══ DATASET RECORDS

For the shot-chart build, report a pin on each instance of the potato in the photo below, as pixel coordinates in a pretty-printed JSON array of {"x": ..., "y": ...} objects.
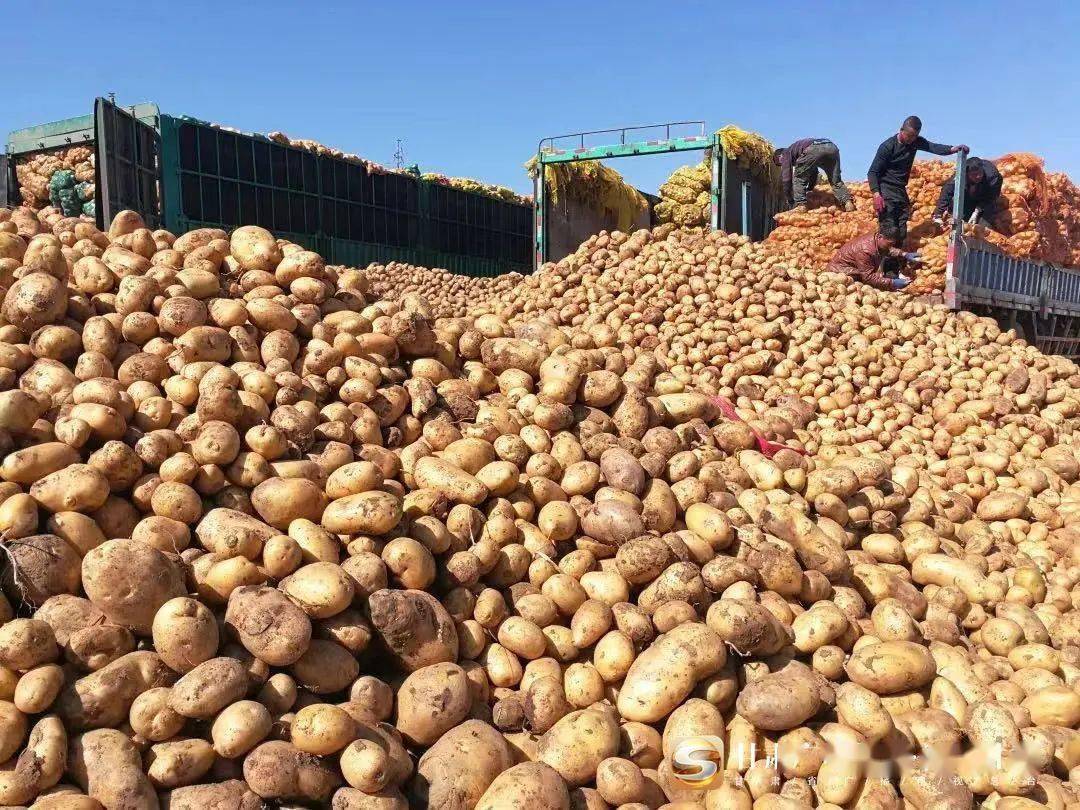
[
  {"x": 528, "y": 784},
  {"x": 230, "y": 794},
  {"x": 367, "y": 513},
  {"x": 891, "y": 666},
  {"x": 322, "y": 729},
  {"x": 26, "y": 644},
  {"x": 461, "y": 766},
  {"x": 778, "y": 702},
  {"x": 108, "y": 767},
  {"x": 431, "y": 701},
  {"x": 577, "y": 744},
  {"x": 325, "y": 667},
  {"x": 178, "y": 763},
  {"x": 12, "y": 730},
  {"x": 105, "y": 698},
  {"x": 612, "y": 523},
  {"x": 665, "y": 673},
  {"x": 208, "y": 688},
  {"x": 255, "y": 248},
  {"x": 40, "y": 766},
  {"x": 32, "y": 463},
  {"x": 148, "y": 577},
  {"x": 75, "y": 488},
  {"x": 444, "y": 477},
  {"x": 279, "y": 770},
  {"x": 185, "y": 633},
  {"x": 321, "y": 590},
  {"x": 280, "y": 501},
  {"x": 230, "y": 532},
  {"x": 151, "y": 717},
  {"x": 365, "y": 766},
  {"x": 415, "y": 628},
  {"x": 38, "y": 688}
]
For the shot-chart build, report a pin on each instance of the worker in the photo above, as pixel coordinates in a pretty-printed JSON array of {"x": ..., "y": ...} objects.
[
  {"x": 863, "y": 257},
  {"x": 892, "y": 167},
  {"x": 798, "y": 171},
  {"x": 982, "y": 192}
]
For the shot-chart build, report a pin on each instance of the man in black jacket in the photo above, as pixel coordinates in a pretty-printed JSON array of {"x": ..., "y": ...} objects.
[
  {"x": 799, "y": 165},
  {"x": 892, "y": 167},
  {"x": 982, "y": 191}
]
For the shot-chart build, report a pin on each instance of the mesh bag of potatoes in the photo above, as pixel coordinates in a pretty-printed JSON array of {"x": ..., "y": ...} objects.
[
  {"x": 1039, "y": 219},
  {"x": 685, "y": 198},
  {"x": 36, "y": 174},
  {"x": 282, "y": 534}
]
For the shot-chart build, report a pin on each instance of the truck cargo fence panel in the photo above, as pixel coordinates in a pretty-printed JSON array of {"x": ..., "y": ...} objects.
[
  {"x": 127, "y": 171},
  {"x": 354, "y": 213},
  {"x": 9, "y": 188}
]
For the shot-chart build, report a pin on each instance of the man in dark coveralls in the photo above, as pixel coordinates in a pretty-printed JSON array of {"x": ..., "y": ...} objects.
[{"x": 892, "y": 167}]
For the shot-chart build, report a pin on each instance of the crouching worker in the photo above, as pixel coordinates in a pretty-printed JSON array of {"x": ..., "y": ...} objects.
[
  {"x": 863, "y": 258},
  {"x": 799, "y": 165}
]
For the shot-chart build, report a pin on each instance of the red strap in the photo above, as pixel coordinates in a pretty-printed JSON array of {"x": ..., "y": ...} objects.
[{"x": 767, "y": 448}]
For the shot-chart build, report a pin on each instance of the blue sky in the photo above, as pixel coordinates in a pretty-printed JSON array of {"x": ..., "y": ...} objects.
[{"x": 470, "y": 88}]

════
══ DATASET RECORDS

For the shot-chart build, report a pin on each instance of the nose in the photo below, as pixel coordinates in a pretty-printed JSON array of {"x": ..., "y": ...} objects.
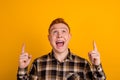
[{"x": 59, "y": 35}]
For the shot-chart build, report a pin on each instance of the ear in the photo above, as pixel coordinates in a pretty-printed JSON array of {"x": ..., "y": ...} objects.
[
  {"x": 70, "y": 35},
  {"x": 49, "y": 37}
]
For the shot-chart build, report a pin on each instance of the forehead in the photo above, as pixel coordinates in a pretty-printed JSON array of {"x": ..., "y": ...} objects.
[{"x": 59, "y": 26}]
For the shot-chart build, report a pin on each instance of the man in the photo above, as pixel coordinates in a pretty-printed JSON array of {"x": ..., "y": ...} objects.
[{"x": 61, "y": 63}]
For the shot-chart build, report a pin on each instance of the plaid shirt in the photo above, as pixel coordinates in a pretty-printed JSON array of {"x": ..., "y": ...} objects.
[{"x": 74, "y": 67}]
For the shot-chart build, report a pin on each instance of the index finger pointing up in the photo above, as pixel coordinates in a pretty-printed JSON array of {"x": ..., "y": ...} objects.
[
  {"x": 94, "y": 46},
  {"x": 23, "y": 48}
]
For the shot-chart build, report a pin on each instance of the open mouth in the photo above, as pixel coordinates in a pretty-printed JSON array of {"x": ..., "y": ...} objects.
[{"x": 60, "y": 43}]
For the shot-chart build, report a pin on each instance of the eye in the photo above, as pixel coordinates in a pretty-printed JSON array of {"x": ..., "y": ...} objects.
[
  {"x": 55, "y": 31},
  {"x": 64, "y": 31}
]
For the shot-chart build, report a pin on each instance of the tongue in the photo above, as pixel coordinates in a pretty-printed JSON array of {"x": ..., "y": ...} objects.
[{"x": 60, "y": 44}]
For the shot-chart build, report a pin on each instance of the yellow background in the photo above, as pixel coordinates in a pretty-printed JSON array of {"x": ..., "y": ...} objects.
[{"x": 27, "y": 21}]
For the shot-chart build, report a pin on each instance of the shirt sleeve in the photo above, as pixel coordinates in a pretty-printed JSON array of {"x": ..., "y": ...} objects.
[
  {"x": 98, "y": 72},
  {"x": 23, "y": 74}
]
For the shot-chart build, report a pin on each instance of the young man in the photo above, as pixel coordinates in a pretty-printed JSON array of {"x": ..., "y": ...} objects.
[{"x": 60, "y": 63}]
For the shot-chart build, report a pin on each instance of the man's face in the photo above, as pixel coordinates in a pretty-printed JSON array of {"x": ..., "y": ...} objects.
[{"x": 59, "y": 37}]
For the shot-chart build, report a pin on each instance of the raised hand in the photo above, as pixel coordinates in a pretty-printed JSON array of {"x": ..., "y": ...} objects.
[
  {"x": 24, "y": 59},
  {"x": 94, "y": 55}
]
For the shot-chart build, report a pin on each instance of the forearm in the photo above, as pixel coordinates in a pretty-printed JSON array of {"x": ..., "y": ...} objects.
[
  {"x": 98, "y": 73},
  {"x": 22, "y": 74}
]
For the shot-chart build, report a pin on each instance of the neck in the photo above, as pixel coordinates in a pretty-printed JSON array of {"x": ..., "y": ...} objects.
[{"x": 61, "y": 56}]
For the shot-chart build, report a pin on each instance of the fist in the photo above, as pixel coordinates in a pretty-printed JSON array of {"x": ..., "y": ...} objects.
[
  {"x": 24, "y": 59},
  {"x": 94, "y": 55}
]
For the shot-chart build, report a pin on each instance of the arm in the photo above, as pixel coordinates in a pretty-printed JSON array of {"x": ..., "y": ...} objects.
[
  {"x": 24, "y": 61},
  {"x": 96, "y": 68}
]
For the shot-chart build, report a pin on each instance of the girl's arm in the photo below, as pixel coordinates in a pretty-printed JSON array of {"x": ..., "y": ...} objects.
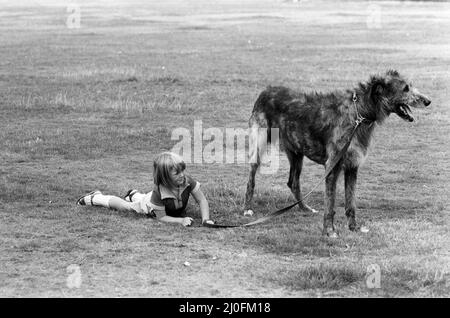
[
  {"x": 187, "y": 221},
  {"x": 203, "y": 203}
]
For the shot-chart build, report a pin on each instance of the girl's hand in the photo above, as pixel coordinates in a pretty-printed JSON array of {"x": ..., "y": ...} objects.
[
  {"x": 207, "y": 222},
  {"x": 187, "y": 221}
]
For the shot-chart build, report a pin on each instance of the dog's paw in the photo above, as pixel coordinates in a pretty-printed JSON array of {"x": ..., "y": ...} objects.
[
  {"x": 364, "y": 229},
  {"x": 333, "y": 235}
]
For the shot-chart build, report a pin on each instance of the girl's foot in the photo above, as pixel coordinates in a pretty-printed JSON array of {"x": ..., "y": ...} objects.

════
══ DATASET RECORDS

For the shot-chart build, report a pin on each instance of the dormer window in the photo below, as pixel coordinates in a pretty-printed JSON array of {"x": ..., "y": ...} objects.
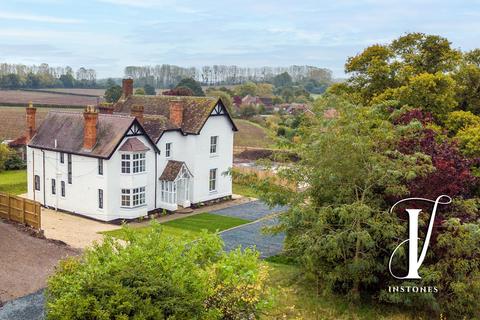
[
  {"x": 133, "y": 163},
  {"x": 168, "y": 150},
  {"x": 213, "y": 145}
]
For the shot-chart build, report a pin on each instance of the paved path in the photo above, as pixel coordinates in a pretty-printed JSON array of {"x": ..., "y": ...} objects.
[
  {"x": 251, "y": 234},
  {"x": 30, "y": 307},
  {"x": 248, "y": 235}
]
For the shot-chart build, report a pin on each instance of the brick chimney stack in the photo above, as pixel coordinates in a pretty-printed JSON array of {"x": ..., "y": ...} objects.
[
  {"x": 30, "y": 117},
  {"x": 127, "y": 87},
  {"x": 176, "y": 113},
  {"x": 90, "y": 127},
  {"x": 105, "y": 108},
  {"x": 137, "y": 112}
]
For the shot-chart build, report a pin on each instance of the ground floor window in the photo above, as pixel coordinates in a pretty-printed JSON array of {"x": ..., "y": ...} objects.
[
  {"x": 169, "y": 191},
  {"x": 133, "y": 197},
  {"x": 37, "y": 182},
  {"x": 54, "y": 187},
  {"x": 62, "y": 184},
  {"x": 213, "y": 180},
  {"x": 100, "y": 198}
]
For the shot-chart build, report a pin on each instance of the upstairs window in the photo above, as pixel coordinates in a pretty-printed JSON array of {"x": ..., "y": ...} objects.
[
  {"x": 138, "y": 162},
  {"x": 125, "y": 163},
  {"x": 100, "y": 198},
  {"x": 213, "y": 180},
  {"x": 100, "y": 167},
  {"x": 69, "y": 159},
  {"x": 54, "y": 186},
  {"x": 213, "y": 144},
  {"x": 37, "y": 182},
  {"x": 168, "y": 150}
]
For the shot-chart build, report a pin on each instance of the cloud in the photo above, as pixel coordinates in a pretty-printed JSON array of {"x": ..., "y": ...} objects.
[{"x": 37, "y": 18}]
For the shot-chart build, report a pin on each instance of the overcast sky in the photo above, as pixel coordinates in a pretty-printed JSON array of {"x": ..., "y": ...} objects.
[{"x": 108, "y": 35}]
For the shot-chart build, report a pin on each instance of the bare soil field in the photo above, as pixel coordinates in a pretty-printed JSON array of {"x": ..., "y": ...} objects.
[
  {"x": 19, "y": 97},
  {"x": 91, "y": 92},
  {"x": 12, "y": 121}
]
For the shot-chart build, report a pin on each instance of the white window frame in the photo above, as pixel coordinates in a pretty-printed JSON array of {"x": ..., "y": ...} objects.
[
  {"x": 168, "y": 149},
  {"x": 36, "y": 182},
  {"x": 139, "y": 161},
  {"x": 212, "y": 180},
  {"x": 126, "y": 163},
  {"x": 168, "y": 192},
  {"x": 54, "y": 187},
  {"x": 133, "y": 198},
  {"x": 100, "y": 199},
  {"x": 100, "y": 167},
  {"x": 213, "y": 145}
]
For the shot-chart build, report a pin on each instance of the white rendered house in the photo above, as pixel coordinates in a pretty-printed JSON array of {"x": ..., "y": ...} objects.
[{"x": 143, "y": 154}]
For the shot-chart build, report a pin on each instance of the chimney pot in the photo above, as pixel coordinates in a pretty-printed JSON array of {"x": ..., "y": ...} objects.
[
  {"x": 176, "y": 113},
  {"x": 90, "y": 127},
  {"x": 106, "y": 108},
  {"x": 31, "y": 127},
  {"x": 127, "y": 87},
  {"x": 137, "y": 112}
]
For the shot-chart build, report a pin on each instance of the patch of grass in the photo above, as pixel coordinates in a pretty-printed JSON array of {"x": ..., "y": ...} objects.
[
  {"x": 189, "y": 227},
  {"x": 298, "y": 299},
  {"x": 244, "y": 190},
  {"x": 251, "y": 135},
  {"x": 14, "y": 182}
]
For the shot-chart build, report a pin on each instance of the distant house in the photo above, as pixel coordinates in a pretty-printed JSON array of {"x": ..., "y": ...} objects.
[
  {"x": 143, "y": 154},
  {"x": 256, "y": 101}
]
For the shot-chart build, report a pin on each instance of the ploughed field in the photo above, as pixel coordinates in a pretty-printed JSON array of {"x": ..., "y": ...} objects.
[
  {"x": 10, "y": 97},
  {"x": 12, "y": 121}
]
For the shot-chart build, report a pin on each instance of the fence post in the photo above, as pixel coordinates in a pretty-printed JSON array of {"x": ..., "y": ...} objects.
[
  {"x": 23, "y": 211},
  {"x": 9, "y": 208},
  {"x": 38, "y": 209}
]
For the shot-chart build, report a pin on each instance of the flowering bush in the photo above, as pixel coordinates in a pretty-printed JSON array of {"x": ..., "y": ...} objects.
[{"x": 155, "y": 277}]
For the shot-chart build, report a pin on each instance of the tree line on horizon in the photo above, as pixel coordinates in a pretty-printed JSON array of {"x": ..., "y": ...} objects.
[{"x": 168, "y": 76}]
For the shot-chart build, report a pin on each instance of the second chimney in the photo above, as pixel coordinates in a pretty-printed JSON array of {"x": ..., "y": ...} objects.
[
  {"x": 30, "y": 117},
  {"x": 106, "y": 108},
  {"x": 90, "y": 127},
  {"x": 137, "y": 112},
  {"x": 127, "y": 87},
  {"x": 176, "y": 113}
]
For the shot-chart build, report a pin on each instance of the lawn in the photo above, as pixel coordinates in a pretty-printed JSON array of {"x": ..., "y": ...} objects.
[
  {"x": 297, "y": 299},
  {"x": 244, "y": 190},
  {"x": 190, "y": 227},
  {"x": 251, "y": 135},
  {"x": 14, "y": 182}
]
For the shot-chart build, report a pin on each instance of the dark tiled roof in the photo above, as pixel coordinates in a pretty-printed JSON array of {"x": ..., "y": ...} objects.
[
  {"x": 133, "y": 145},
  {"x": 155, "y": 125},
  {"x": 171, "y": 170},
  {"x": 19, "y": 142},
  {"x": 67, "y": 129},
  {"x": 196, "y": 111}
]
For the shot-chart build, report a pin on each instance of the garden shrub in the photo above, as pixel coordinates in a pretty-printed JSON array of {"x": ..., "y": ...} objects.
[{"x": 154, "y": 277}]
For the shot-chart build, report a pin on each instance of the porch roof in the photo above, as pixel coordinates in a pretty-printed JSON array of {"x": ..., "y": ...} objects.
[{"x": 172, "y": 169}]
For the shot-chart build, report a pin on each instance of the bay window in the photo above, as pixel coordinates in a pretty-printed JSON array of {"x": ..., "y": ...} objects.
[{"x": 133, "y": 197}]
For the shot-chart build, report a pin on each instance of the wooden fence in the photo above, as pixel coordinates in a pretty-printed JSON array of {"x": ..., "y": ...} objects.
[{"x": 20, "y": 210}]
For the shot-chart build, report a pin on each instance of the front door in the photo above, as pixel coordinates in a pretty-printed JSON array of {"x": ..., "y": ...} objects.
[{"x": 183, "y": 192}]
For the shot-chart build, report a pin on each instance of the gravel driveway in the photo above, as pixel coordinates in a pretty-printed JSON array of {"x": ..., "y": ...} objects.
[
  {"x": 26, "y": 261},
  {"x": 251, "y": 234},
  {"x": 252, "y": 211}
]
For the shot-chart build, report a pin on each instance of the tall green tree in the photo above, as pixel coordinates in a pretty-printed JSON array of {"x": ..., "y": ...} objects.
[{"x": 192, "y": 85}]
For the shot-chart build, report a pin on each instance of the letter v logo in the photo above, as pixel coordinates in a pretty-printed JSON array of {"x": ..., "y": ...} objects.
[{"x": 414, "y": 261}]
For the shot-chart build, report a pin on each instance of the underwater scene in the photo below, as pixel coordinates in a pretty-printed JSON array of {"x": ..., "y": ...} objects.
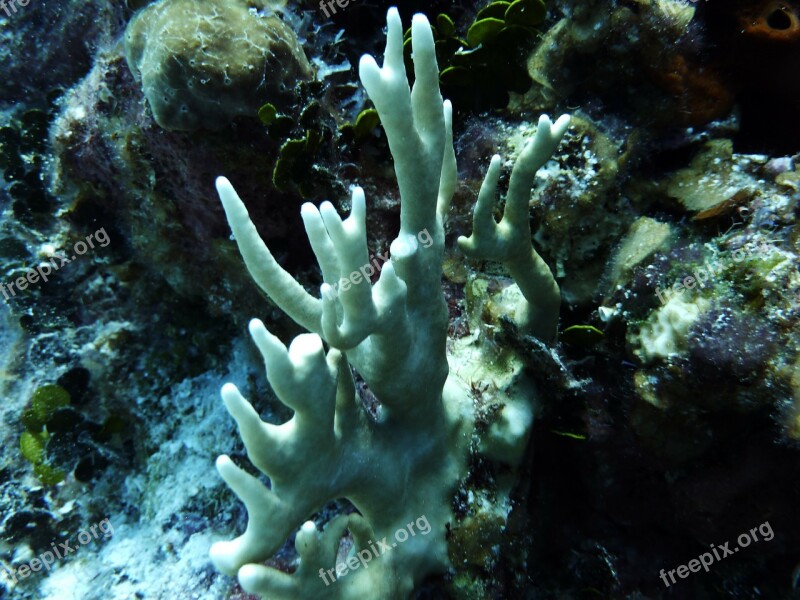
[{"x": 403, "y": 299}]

════

WHAT YOU NEED TO DO
Pick out each line of the records above that contains the word "tree", and copy those lines.

TASK RESPONSE
For the shot-chart build, report a pin on each instance of the tree line on horizon in the photo above, as pixel coordinates in a pretty-printed JSON array of {"x": ..., "y": ...} objects.
For the shot-chart build, report a pin on each instance of the tall green tree in the photo above, as pixel coordinates in a pretty-printed JSON array of {"x": ..., "y": ...} objects.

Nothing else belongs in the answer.